** Source document **
+---+

N | M | SD | 1. | 2. | 3. | 4. | |
---|---|---|---|---|---|---|---|
1. mpg | 32 | 20.09 | 6.03 | - | -0.78*** | 0.42* | -0.87*** |
2. hp | 32 | 146.69 | 68.56 | - | -0.71*** | 0.66*** | |
3. qsec | 32 | 17.85 | 1.79 | - | -0.17 | ||
4. wt | 32 | 3.22 | 0.98 | - |
Plot methods exist for SEMSummary()
objects. By default,
above the diagonal are correlations and below the diagonal are p-values.
However, the type argument can be set (see ?corplot
) to get
all values to be either correlations or p-values. By default, another
useful feature is that hierarchical clustering is used to group similar
variables together in clusters, provided a more useful sorting of the
data than many “default” correlation matrices. If a specific order is
desired, you can use the order = "asis"
option to keep the
variable order the same as written in SEMSummary()
.
Grouped Correlations
Correlations also can be broken down by group. Here results are separated by species which are automaticaly used as the title of each graph.
mg <- SEMSummary(~ Sepal.Length + Petal.Length +
Sepal.Width + Petal.Width | Species,
data = iris)
plot(mg)
#> $`1`
#>
#> $`2`
#>
#> attr(,"class")
#> [1] "list" "ggarrange"
Likert Scale Plots
In much of psychological and consumer/market research, likert rating scales are used. For example, rating a question/item from “Strongly DISagree” to “Strongly Agree” or rating satisfaction from “Not at all” to “Very Satisfied” or adjectives that capture mood/affect from “Not at all” to “Extremely”. Likert plots aim to show these results clearly and aid interpretation by presenting the anchors as well.
The following code creates some simulated data, summarizes it, adds the necessary labels/anchors, and creates a nice plot.
## simulate some likert style data
set.seed(1234)
d <- data.table(
Happy = sample(1:5, 200, TRUE, c(.1, .2, .4, .2, .1)),
Cheerful = sample(1:5, 200, TRUE, c(.1, .2, .2, .4, .1)),
Peaceful = sample(1:5, 200, TRUE, c(.1, .1, .2, .4, .2)),
Sad = sample(1:5, 200, TRUE, c(.1, .3, .3, .2, .1)),
Hopeless = sample(1:5, 200, TRUE, c(.3, .3, .2, .2, 0)),
Angry = sample(1:5, 200, TRUE, c(.4, .3, .2, .08, .02)))
dmeans <- melt(d, measure.vars = names(d))[,
.(Mean = mean(value, na.rm = TRUE)), by = variable]
dmeans[, Low := paste0(variable, "\nNot at all")]
dmeans[, High := paste0(variable, "\nExtremely")]
dmeans[, variable := as.integer(factor(variable))]
## view the summarised data
print(dmeans)

+---+

** Supplied entries **
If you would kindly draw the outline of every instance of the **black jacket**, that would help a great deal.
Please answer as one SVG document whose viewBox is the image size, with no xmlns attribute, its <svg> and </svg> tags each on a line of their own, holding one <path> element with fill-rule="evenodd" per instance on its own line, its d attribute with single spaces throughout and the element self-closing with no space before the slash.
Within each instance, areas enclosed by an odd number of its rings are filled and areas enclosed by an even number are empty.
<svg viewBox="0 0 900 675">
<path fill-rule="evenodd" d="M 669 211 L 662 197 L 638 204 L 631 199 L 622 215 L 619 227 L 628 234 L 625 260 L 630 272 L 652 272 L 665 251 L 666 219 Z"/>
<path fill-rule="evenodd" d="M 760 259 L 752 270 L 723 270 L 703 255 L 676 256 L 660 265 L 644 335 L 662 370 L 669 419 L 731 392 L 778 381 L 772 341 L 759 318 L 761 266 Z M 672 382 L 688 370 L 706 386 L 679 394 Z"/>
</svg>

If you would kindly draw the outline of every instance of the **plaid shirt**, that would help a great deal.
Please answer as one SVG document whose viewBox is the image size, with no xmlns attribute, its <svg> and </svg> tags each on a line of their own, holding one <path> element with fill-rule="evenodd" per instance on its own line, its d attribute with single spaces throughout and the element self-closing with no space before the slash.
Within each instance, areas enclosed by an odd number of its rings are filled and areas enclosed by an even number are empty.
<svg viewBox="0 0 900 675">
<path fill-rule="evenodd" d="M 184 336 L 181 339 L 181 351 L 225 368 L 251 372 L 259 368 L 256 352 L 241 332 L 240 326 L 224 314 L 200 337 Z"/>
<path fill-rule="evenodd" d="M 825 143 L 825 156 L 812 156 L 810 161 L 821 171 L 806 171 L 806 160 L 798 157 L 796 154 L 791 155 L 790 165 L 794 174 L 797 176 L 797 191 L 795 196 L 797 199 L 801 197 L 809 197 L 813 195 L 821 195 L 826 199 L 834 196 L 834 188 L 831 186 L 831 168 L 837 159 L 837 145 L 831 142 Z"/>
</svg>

+---+

** Tasks to carry out **
1. Reproduce the passage of the plotting tutorial between "N | M | SD | 1." and "exist for SEMSummary()", inclusive.
2. Continue the plotting tutorial from the point at which it ends.
The lines have no connection to the plotting tutorial.

** Solved problems **
1.
N | M | SD | 1. | 2. | 3. | 4. | |
---|---|---|---|---|---|---|---|
1. mpg | 32 | 20.09 | 6.03 | - | -0.78*** | 0.42* | -0.87*** |
2. hp | 32 | 146.69 | 68.56 | - | -0.71*** | 0.66*** | |
3. qsec | 32 | 17.85 | 1.79 | - | -0.17 | ||
4. wt | 32 | 3.22 | 0.98 | - |
Plot methods exist for SEMSummary()

2.
#> variable Mean Low High
#> <int> <num> <char> <char>
#> 1: 1 2.945 Happy\nNot at all Happy\nExtremely
#> 2: 2 3.060 Cheerful\nNot at all Cheerful\nExtremely
#> 3: 3 3.555 Peaceful\nNot at all Peaceful\nExtremely
#> 4: 4 2.870 Sad\nNot at all Sad\nExtremely
#> 5: 5 2.280 Hopeless\nNot at all Hopeless\nExtremely
#> 6: 6 1.880 Angry\nNot at all Angry\nExtremely
gglikert("Mean", "variable", "Low", "High", data = dmeans,
xlim = c(1, 5),
title = "Average Affect Ratings")
## create a grouping variable
dg <- cbind(d, Group = ifelse(
d$Happy > mean(d$Happy, na.rm = TRUE),
"General Population", "Depressed"))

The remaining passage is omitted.